__Text to read__.
--- Start ---
There are multitudes of anxious Christians who are inquiring what they shall do to overcome the world, the flesh, and the devil. They overlook the fact that "this is the victory that has overcome the world, our faith" (I John 5:4) that it is with "the shield of faith" that they are to "extinguish all the flaming missiles of the evil one." (Eph. 6:16) They ask, "why am I overcome by sin? Why can't I get above its power? Why am I the slave of my appetites and passions and the sport of the devil?" They look all around them for the cause of all this spiritual wretchedness and death.

Sometimes they think they have discovered the answer in the neglect of one duty, and at another time in the neglect of another duty. Sometimes they imagine they have found the cause of their wretchedness to be that they have yielded to one sin and sometimes in yielding to another. They put forth efforts in this direction and patch up their righteousness on one side, while they make a tear in the other. Thus they spend years running around in a circle, making dams of sand across the current of their own corruptions. Instead of at once purifying their hearts by faith (Acts 15:9), they are engaged in trying to stop the overflow of its bitter waters.
--- End ---
[Entries from a dataset]
--- Start ---
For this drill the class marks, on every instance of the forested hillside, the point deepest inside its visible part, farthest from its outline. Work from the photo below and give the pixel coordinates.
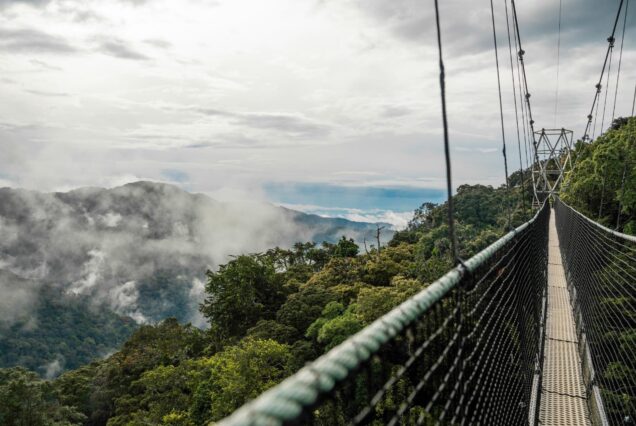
(603, 184)
(270, 312)
(80, 270)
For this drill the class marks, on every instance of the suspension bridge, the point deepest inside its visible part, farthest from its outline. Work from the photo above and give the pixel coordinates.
(538, 328)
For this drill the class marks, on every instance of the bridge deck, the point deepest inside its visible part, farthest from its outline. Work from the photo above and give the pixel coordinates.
(563, 399)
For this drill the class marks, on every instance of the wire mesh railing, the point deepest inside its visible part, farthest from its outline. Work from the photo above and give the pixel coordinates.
(600, 266)
(465, 350)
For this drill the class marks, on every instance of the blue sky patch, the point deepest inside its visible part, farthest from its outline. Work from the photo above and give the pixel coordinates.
(399, 199)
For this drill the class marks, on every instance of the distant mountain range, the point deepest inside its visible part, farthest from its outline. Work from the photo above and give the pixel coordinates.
(139, 251)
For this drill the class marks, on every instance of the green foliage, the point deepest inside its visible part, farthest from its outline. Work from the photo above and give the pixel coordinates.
(25, 399)
(237, 374)
(604, 178)
(68, 335)
(375, 302)
(346, 248)
(272, 312)
(242, 292)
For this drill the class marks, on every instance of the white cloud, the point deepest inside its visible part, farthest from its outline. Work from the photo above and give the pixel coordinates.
(307, 89)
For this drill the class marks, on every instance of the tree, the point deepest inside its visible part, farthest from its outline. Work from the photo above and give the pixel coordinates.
(25, 399)
(346, 248)
(242, 292)
(603, 184)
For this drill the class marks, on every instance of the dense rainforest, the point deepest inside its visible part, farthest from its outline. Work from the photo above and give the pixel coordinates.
(271, 312)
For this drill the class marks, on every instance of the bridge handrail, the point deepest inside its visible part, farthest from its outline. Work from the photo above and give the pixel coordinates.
(286, 401)
(627, 237)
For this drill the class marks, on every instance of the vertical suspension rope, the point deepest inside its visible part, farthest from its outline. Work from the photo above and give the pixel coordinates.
(598, 94)
(503, 132)
(449, 183)
(514, 94)
(556, 96)
(526, 136)
(620, 60)
(634, 101)
(609, 73)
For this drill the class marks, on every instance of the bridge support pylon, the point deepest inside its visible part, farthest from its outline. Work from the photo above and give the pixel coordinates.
(552, 159)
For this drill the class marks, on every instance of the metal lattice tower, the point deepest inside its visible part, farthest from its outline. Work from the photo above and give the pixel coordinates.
(552, 158)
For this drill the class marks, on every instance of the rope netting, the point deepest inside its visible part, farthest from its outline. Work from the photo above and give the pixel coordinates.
(465, 350)
(600, 267)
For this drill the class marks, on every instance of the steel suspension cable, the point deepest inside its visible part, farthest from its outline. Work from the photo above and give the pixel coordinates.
(514, 95)
(620, 60)
(609, 74)
(556, 96)
(503, 131)
(521, 53)
(449, 184)
(600, 80)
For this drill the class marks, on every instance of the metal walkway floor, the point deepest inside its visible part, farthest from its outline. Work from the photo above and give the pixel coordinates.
(563, 399)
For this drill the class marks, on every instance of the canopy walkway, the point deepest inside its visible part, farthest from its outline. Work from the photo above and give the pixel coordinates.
(538, 328)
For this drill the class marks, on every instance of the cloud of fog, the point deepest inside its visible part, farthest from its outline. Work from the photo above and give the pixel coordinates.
(141, 249)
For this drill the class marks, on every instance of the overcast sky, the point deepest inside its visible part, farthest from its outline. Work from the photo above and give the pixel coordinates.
--- End ---
__Written tasks__.
**a.** Answer these questions from the passage on overcoming the world:
(i) With what, according to the passage, are Christians to extinguish all the flaming missiles of the evil one?
(ii) What does the passage say these Christians spend years doing?
(iii) Which scripture reference accompanies the words "purifying their hearts by faith"?
**b.** Reproduce verbatim the portion of the passage on overcoming the world from "Sometimes they think" up to and including "its bitter waters.".

__Answers in order__.
**a.**
(i) With "the shield of faith" (Eph. 6:16).
(ii) Running around in a circle, making dams of sand across the current of their own corruptions.
(iii) Acts 15:9.

**b.**
Sometimes they think they have discovered the answer in the neglect of one duty, and at another time in the neglect of another duty. Sometimes they imagine they have found the cause of their wretchedness to be that they have yielded to one sin and sometimes in yielding to another. They put forth efforts in this direction and patch up their righteousness on one side, while they make a tear in the other. Thus they spend years running around in a circle, making dams of sand across the current of their own corruptions. Instead of at once purifying their hearts by faith (Acts 15:9), they are engaged in trying to stop the overflow of its bitter waters.